**Work to be completed**
Please echo each of the lines below back word for word.

## START

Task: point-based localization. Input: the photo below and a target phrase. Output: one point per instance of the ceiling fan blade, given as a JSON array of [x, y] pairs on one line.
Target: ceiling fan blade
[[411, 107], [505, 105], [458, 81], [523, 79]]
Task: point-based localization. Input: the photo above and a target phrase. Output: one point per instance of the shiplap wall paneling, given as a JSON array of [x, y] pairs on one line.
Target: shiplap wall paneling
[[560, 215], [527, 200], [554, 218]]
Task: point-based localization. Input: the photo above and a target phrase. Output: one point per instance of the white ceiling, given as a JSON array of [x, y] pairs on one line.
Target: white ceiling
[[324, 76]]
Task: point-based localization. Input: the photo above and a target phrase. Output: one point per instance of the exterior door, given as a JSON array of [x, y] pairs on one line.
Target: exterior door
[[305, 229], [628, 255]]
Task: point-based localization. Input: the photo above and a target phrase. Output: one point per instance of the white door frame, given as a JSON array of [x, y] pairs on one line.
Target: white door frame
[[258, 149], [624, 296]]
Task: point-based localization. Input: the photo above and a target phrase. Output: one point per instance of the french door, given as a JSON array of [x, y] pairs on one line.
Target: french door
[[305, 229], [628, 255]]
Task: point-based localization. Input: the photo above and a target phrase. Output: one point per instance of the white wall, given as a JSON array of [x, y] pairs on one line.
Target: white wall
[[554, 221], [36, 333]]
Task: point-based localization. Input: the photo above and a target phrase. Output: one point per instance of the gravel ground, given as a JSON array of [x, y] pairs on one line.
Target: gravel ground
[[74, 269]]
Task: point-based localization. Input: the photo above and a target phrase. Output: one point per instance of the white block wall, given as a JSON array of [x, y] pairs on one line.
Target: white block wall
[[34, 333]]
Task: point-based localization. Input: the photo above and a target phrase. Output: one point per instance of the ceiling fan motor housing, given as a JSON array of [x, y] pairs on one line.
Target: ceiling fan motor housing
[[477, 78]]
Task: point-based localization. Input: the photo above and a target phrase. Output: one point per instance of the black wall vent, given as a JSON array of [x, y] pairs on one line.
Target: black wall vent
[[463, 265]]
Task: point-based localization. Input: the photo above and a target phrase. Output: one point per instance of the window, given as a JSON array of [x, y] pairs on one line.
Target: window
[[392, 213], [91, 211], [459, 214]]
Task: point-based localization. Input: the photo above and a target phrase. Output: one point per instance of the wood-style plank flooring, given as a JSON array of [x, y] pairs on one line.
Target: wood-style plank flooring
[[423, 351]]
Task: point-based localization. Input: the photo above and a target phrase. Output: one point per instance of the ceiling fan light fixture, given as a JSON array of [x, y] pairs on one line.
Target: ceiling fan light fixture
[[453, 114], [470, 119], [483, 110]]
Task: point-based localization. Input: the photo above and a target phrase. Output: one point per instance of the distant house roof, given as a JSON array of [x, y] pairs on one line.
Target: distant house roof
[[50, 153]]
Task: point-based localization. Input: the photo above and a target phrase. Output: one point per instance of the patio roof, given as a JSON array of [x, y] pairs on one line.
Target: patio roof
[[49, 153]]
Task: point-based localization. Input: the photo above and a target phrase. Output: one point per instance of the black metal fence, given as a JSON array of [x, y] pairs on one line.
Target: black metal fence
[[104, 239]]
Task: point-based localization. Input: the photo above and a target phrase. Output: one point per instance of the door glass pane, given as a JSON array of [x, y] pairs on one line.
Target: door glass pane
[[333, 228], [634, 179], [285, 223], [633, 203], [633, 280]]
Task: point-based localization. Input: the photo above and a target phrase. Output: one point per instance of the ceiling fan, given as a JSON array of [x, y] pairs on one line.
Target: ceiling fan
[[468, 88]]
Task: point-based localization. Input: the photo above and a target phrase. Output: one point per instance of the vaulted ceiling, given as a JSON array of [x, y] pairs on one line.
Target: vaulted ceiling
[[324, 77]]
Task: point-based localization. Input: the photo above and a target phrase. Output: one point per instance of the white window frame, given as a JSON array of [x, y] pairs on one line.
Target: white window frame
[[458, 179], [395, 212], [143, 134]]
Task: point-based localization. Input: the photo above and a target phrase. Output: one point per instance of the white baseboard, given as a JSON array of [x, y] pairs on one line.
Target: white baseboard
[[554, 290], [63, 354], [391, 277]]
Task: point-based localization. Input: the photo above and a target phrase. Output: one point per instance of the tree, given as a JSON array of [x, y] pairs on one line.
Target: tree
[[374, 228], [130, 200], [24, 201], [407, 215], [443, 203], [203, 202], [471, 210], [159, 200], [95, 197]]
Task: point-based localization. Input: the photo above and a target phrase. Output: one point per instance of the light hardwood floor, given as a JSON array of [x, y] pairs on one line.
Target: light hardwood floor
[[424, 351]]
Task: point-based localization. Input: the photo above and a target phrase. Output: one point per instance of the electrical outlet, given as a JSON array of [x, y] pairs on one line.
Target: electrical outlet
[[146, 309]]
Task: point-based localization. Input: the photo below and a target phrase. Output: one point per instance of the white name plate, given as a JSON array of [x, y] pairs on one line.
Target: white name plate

## END

**Output for this task**
Task: point-based localization. Input: the photo below and a target phrase. Output: one point per instance of the ceiling fan blade, given as a JSON array of [x, y] pairs on one line.
Target: ceiling fan blade
[[411, 107], [505, 105], [458, 81], [523, 79]]
Task: point-based localization. Input: the photo above and a target phrase. Output: one point per instance of the shiplap wall paneling, given as a JSON array of [x, y] pairs on one line.
Target: shiplap wall paneling
[[560, 215], [527, 200], [554, 218]]
Task: point-based localization. Input: the photo above and a target phrase. Output: one point per instance of the white ceiling, given as a JSON array of [x, y] pairs on one line.
Target: white ceiling
[[324, 76]]
Task: point-based localization. Input: the photo above and a target phrase. Output: one point per instance of the exterior door, given as a JSON array of [x, y] pairs on one line.
Target: exterior door
[[305, 229], [628, 255]]
Task: point-based localization. Input: the photo above and a target phrase. Output: one point per instance of the white door frame, given as a JSON array of [x, y] pairs on one line.
Target: white door frame
[[258, 149], [624, 296]]
Task: point-based localization. Input: the photo above and a target phrase. Output: one point per instance of the french door, given as a JSON array of [x, y] pairs on one line.
Target: french door
[[305, 229], [628, 255]]
Task: point-based localization. Input: the photo above and a target phrase. Output: one point per instance of the white wall, given as a JSON array of [x, y] pairs on one line.
Target: white wall
[[554, 221], [36, 333]]
Task: point-based localization. Input: the photo above and a target phrase. Output: one point per instance of the gravel ground, given as a JSON array of [x, y] pairs on one line.
Target: gravel ground
[[74, 269]]
Task: point-based localization. Input: the photo above and a target phrase. Output: one point per instance of the white block wall, given as a JSON array of [x, y] pairs on one line.
Target: white block wall
[[34, 333]]
Task: point-based localization. Input: the photo above and a target phrase. Output: one point per instance of the ceiling fan motor housing, given as a JSON array of [x, y] pairs on one line.
Target: ceiling fan motor housing
[[477, 78]]
Task: point-based localization. Input: the photo above and a target phrase. Output: one point per instance of the black wall vent, given as a JSON array of [x, y] pairs on one line.
Target: black wall vent
[[463, 265]]
Task: point-based localization. Input: the photo above and a target phrase. Output: one point per instance of the window, given as a JSON array of [x, y] pairs on one line.
Target: window
[[392, 213], [91, 211], [459, 214]]
Task: point-based localization. Input: the photo above and a target phrase. Output: one point per instance of the wood-style plank flooring, given as a JSON array of [x, y] pairs on one line.
Target: wood-style plank flooring
[[423, 351]]
Task: point-based localization. Input: the photo above and a target phrase. Output: one point per instance of the ceiling fan light fixture, given as a JSON array of [x, y] pairs on one line.
Target: ceiling fan light fixture
[[453, 114], [470, 119], [483, 110]]
Task: point-based localization. Input: the photo above and a target phrase. Output: one point per instance of the distant house roof, given as a JSON array of [x, y] pairs on one line.
Target: distant house roof
[[50, 153]]
Task: point-based localization. Input: the photo above and a target phrase. Output: one point per instance of the patio roof, given as a JSON array of [x, y] pairs on one line.
Target: patio roof
[[49, 153]]
Task: point-based localization. Input: the photo above and a target phrase. Output: one point per instance of the black metal fence, given as a JSON array of [x, y] pairs on one line.
Target: black metal fence
[[104, 239]]
Task: point-based localization. Input: the photo above and a target phrase. Output: one point per instance of the door glass pane, given as a JSON array of [x, y] pairs on one line.
Target: door glass pane
[[333, 228], [634, 179], [285, 223], [633, 203], [633, 280]]
Task: point-based localization. Input: the photo above and a target phrase. Output: one point per instance of the ceiling fan, given as a JSON array of [x, y] pairs on one line.
Target: ceiling fan
[[468, 88]]
Task: point-based localization. Input: the photo above and a target phrase. Output: one point per instance of the vaulted ceiling, given as a JSON array of [x, y] pairs on one line.
Target: vaulted ceiling
[[324, 77]]
Task: point-based localization. Input: the photo above and a target phrase. Output: one point per instance of the white window frame, given as a JSON array of [x, y] pairs on one line.
Target: white window frame
[[458, 179], [395, 212], [143, 134]]
Task: point-based localization. Input: the photo above and a target phrase. Output: one point per instance of the white baseboard, given as a JSON array of [x, y] pairs on one line.
Target: white baseboard
[[554, 290], [63, 354], [391, 277]]
Task: point-based localization. Input: the photo above and a target phrase. Output: one point per instance of the tree, given as a JSON array of [x, y] pairs on one line.
Target: tree
[[374, 228], [130, 200], [24, 201], [407, 215], [443, 203], [203, 202], [471, 210], [159, 200], [95, 197]]
Task: point-based localization. Input: the photo above and a target phrase. Output: one point per instance of the light hardwood floor, given as a JSON array of [x, y] pairs on one line.
Target: light hardwood floor
[[424, 351]]
Task: point-based localization. Input: the photo above and a target phrase. Output: one point per instance of the electrical outlet, given as a JSON array of [x, y] pairs on one line.
Target: electrical outlet
[[146, 309]]
Task: point-based localization. Input: the photo below and a target phrase. Output: one point per instance of the white name plate, given as a JSON array of [x, y] pairs on one line.
Target: white name plate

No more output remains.